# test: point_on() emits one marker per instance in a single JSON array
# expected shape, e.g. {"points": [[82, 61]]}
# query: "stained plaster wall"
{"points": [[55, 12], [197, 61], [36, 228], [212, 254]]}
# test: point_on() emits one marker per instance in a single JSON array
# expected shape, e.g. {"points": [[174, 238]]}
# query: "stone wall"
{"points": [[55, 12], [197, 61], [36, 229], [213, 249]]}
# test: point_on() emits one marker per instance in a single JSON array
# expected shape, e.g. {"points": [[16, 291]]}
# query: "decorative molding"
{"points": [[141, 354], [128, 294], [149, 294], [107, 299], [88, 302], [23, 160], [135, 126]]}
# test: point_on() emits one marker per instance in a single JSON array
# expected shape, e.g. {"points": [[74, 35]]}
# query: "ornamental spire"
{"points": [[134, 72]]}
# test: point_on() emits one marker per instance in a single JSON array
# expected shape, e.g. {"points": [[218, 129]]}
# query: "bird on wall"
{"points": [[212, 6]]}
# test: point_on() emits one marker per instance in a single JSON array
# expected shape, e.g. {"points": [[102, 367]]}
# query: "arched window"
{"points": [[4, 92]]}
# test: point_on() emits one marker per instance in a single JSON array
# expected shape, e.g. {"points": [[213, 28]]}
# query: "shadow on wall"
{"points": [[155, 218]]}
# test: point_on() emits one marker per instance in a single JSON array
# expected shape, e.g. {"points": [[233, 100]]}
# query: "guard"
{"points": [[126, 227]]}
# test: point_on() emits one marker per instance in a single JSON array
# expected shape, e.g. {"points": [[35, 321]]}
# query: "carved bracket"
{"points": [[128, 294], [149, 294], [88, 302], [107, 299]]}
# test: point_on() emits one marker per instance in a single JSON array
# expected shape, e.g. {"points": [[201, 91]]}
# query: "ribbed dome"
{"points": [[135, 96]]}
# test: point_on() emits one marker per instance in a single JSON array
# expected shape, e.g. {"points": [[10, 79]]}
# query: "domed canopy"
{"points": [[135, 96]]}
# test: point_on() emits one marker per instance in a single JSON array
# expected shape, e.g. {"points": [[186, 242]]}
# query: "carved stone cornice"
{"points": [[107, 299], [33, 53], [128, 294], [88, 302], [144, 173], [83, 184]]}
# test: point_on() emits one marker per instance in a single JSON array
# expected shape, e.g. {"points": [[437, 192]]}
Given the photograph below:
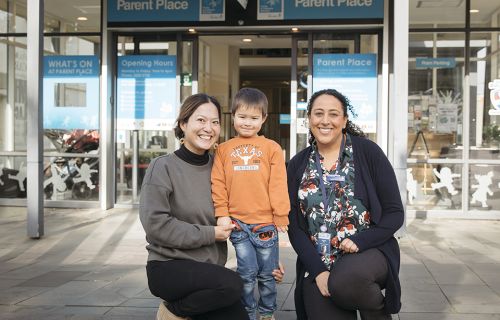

SHORT EXERCISE. Collect every line of the items above that contains the word "wall", copying each line in full. Case counts.

SOLUTION TO THIS TASK.
# query: "stained plaster wall"
# query: "stone wall"
# query: "bird on wall"
# query: "shadow on wall"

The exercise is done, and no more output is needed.